> [Exercise prompt]
Copy each record exactly as it reads, leaving out any pictures it holds.

> [Information shown]
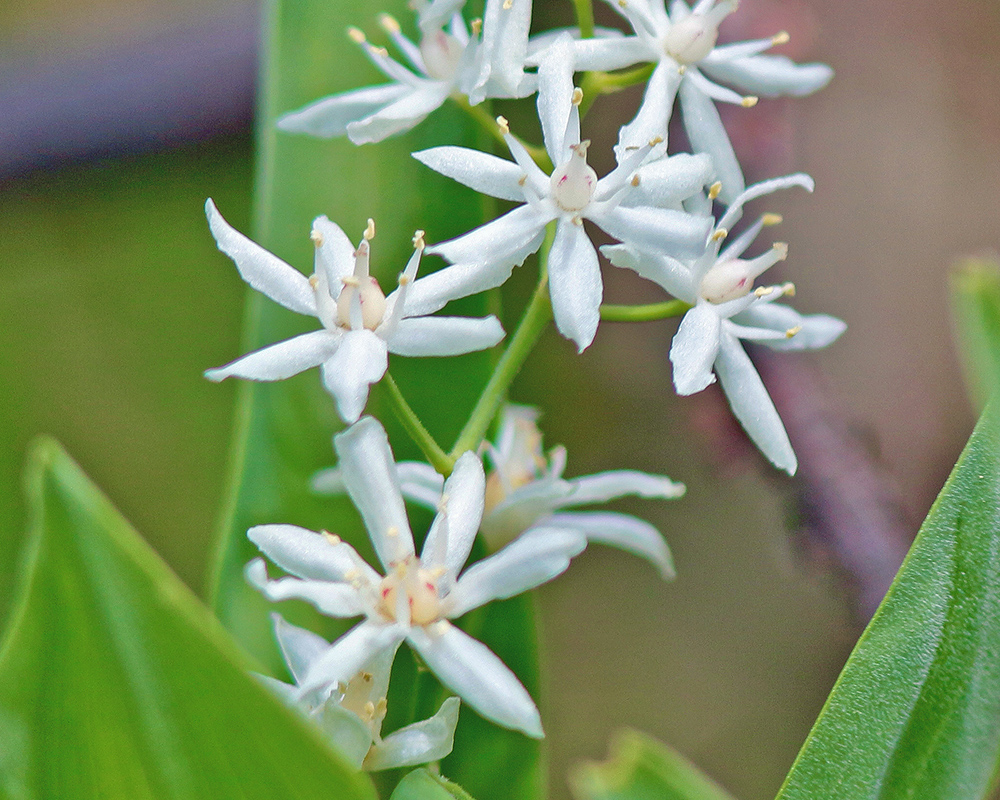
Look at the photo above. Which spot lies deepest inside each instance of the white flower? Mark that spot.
(418, 596)
(448, 61)
(525, 490)
(725, 309)
(350, 714)
(485, 257)
(689, 65)
(360, 324)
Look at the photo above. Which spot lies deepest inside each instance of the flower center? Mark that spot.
(441, 53)
(573, 182)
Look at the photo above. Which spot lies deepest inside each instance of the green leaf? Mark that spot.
(916, 711)
(975, 300)
(641, 768)
(115, 682)
(422, 785)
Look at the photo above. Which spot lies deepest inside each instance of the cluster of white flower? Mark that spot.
(659, 206)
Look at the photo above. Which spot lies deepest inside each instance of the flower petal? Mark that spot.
(429, 740)
(471, 670)
(694, 349)
(263, 270)
(361, 360)
(535, 557)
(752, 404)
(575, 284)
(370, 476)
(444, 336)
(619, 530)
(281, 360)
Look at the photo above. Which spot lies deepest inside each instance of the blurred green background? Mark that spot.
(113, 300)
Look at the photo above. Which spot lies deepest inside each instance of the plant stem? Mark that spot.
(536, 317)
(437, 457)
(648, 313)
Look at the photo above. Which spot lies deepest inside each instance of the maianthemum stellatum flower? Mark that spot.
(418, 596)
(691, 68)
(361, 326)
(449, 60)
(485, 257)
(725, 309)
(350, 714)
(525, 489)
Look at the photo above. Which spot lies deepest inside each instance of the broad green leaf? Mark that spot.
(916, 711)
(641, 768)
(422, 785)
(975, 300)
(115, 682)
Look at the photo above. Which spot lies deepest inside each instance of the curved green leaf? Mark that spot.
(115, 682)
(916, 711)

> [Result of the exercise]
Look at the photo above. Which spot lies deepest inside each instance of the white flower? Mark that spot.
(418, 596)
(448, 61)
(525, 490)
(725, 309)
(350, 714)
(485, 257)
(689, 65)
(360, 324)
Look at the photo above. Which spot lies deepest inside each instance of the flower center? Mark that spot.
(441, 53)
(573, 182)
Look at the photo above. Which spot lies deepest inside each instance of the green leaf? Mark that spot.
(916, 711)
(975, 300)
(641, 768)
(115, 682)
(422, 785)
Look at the photo above. Which spot lies deepest inside each instance of the cluster of white flower? Mark that spot.
(659, 206)
Look at the photo above. Which spot lies deepest inside each instance of the flower petal? Mark that spot.
(429, 740)
(471, 670)
(694, 349)
(263, 270)
(361, 360)
(535, 557)
(752, 404)
(575, 284)
(370, 476)
(444, 336)
(619, 530)
(281, 360)
Look at the photo above. Which spot lies deepest inside each instance of the blurred green background? Mark that spot.
(113, 300)
Look at the photo above. Which spot lies deepest inside each instance of the plant stem? Mark that spot.
(536, 317)
(437, 457)
(648, 313)
Look at the photo above. Which spot lies deepest inside each instance of the maianthemum stellatum flower? Mark that spot.
(418, 596)
(691, 68)
(361, 326)
(449, 60)
(485, 257)
(725, 309)
(350, 714)
(525, 489)
Look at the photo above. Which spot lies deepest inside each instance of the broad green leaf? Mark that spot.
(916, 711)
(641, 768)
(422, 785)
(975, 300)
(115, 682)
Look at the photo above. Which spot lies deepest inside each instance of the curved green leaf? Mark that spot.
(115, 682)
(916, 711)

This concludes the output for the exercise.